:: Given passage ::
DVDs and live-streaming help fill in the gaps, but note that we're mainly seeing European and Russian companies that way, not the American troupes. I have appreciated the live-streaming of some PNB events recently and wish other companies could figure out how to do that.

Link to comment

Dance on film of any kind really doesn't compare, IMO, to live performance. A whole dimension (pun intended) is completely lost. When I was a child/teenager in Detroit, MI, I had the great good fortune (and good mother!)  to be able to see The Royal Ballet, The Bolshoi Ballet, the (then) Kirov Ballet, The Royal Danish Ballet. ABT. NYCB, The Eliot Feld Ballet, and I may be missing one or two, between the ages of 5-20, or 1956-1972. Some I saw more than once, and all in Detroit! A lost world, truly. Perhaps there is a connection between those opportunities that abounded then, and the "Ballet boom" shortly thereafter?

Link to comment
4 hours ago, Stage Right said:

Dance on film of any kind really doesn't compare, IMO, to live performance. A whole dimension (pun intended) is completely lost. When I was a child/teenager in Detroit, MI, I had the great good fortune (and good mother!)  to be able to see The Royal Ballet, The Bolshoi Ballet, the (then) Kirov Ballet, The Royal Danish Ballet. ABT. NYCB, The Eliot Feld Ballet, and I may be missing one or two, between the ages of 5-20, or 1956-1972. Some I saw more than once, and all in Detroit! A lost world, truly. Perhaps there is a connection between those opportunities that abounded then, and the "Ballet boom" shortly thereafter?

I agree the film is not a substitute for a live performance, but it is an artform on its own -- I'm pleased that it seems to be making some headway in cinema broadcast, especially as television dance programming gets slimmer and slimmer.

 

The Dance Boom was a product of multiple influences.  The post WWII cultural programming of the big international companies was certainly one element, but there were several others as well.

:: Aim 1 ::
Find every line in the records that contains the word "hand", matching case exactly, and copy each of those lines.
:: Aim 2 ::
Continue the forum discussion about ballet from the point where it stops.
The records that come next are unrelated to the ballet discussion.

:: Exercise materials ::

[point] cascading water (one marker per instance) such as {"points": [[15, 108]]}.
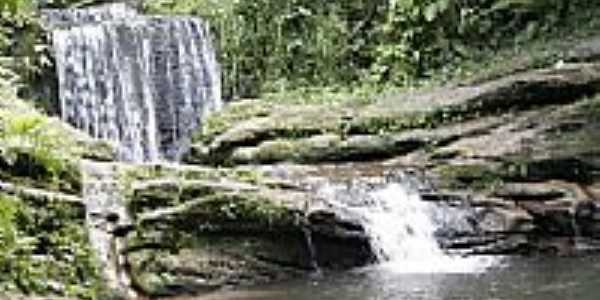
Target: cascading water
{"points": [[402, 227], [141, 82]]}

--

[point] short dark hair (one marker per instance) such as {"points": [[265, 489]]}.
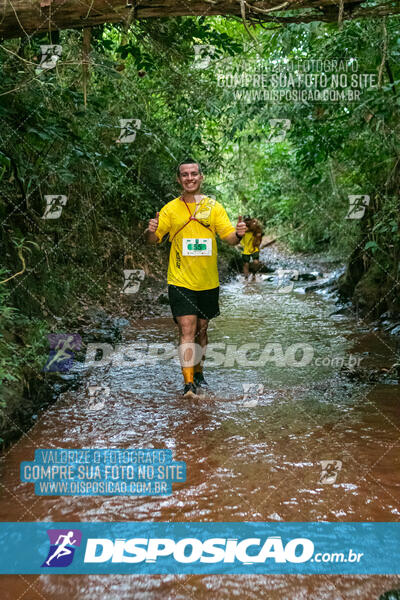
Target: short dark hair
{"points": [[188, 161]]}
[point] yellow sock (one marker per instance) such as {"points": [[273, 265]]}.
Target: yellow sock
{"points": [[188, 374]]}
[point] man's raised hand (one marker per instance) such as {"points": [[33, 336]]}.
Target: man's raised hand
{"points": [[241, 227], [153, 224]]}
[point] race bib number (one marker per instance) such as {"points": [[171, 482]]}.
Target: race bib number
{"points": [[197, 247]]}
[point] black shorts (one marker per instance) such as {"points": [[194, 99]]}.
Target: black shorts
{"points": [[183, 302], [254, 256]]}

:: Task answer 1 ::
[point] man's raised hand (one marker per instance) such as {"points": [[33, 336]]}.
Target: man's raised hand

:: Task answer 2 ::
Link to comment

Yes, Sandik, i realize that there were many influences on the "dance boom", but I do believe that the extensive tours by international ballet companies played an important part in the USA, beginning with the various iterations of the Ballet Russes. People in even small cities or towns were aware of ballet and the big name dancers in a way that I find just does not exist now outside the larger costal cities primarily: NYC, San Francisco, Atlanta, Miami, and others. Smaller cities, even such as mine, even where there is a highly educated population, will not recognize any of the names of dancers spoken of on this forum, or choreographers such as Wheeldon, Ratmansky, and certainly not any below that level. If you talked to many people here, I think they would be completely uninterested in ballet, and perhaps characterize it as a dying art for elites only. I think this is a problem for ballet going forward.

Link to comment
On 8/14/2017 at 5:09 PM, Stage Right said:

Yes, Sandik, i realize that there were many influences on the "dance boom", but I do believe that the extensive tours by international ballet companies played an important part in the USA, beginning with the various iterations of the Ballet Russes. People in even small cities or towns were aware of ballet and the big name dancers in a way that I find just does not exist now outside the larger costal cities primarily: NYC, San Francisco, Atlanta, Miami, and others. Smaller cities, even such as mine, even where there is a highly educated population, will not recognize any of the names of dancers spoken of on this forum, or choreographers such as Wheeldon, Ratmansky, and certainly not any below that level. If you talked to many people here, I think they would be completely uninterested in ballet, and perhaps characterize it as a dying art for elites only. I think this is a problem for ballet going forward.

 

I've been mulling this over, and I had a little epiphany about touring.  Back when the big companies were appearing all over, they weren't organizing these tours themselves.  There were organizations like Hurok and Columbia that were doing the heavy lifting -- making the connections, booking the theaters, doing the advance promotion.  Now, when a company like ABT does tour, I don't know that they have the same relationship with a promoter.  I'd have to do some homework, but my intuition is that there is much more direct contact between the company and the local institution.  Especially when it's an ongoing relationship, like the Segerstrom in California.  Now rather than a long tour with multiple appearances that requires a certain ongoing coordination, it's more like a series of run-outs -- fly here and go home, fly there and go home.

Link to comment

Interesting, Sandik. I too, would have to mull that over, wondering what kind of effect that change might have had. And how and why it took place (economics, no doubt). I also wonder if ballet companies now assume that since we all seem more mobile than back in the days of Hurok, et al., that audiences can simply be expected to come to them, rather than vice versa. If there is that assumption, I wonder if it is working out as assumed.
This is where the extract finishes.